## The request:
Return the records exactly as they are.

## Data to use:
>> BEGIN

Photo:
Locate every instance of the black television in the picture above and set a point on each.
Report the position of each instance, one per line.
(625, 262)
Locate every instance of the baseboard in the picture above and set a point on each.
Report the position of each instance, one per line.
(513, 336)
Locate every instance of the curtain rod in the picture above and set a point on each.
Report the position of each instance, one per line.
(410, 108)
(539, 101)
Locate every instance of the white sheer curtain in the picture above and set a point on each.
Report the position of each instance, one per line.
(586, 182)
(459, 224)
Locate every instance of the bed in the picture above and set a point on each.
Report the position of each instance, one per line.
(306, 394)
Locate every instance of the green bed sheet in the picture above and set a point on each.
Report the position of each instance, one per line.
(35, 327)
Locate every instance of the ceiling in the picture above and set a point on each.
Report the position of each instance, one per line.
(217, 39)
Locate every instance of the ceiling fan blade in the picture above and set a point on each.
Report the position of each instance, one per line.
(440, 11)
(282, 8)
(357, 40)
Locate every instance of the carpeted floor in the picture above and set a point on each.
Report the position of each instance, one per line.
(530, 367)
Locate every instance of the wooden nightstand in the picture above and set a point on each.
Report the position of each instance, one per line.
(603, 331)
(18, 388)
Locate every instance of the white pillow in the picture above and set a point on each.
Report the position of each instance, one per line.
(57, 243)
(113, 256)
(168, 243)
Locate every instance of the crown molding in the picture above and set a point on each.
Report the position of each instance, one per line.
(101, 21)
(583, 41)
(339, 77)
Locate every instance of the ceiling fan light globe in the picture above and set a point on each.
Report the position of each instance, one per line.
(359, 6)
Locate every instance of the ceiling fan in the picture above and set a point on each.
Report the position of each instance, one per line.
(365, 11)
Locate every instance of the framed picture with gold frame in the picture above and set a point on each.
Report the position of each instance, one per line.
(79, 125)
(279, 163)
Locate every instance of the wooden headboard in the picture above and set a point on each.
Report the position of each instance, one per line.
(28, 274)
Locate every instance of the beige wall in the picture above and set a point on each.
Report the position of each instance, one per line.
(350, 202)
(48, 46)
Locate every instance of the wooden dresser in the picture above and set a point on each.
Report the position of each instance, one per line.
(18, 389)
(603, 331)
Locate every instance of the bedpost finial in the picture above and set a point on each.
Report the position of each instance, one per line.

>> END

## Solution:
Photo:
Locate every instance of the black television in the picture above and set a point on each.
Report the position of each instance, one per line.
(625, 262)
Locate every instance of the baseboard in the picture above and set a point on each.
Report the position of each instance, one per line.
(513, 336)
Locate every instance of the curtain rod in the picture above and set a point on each.
Report the position of each instance, one per line.
(410, 108)
(539, 101)
Locate every instance of the white sheer curtain in the picture above and set a point on each.
Report the position of each instance, one per line.
(586, 182)
(459, 224)
Locate every instance of the bed in the picture above and set a point on each.
Report the position of each instance, one per line.
(306, 394)
Locate every instance of the green bed sheet in the picture above and set a point on each.
Report the position of each instance, one per line.
(35, 327)
Locate every instance of the ceiling in the picture above and set a point on each.
Report the position of each instance, one per line.
(217, 39)
Locate every instance of the ceiling fan blade in the picture above and set a point on each.
Report the position of each instance, one per line.
(440, 11)
(282, 8)
(357, 40)
Locate every instance of the carpeted floor in the picture above and set a point on each.
Report the position of each instance, one per line.
(530, 367)
Locate every instance of the wooden nightstand in the picture above and set a point on each.
Report the position of each instance, one per line.
(603, 331)
(18, 388)
Locate every instance of the white pillow in the picture above and set a point on each.
Report the position of each instance, one per line.
(57, 243)
(113, 256)
(168, 243)
Locate every instance of the crown molding in the picture above and set a point on each.
Report the position of each instance, one per line.
(101, 21)
(583, 41)
(339, 77)
Locate every instance of the ceiling fan light globe in the picture above and set a point on each.
Report the position of each instance, one per line.
(359, 6)
Locate every instance of the ceiling fan in the picture above and set a point on each.
Report the position of each instance, one per line.
(365, 11)
Locate every instance of the framed picture with gold frame in the picture above and set a point on each.
Report the position of each instance, one per line.
(79, 125)
(279, 163)
Locate every instance of the wooden headboard in the picture above and set a point on each.
Report the position of each instance, one per line.
(28, 274)
Locate every instance of the beige wall in the picture above and set a point on each.
Report the position of each instance, one per line.
(350, 202)
(48, 46)
Locate every instance of the wooden dresser in the picture above and set a point on each.
Report the position of each instance, one per line.
(18, 389)
(603, 331)
Locate every instance of the bedpost finial in the picture above and set a point on each.
Report the position of each instance, one per line.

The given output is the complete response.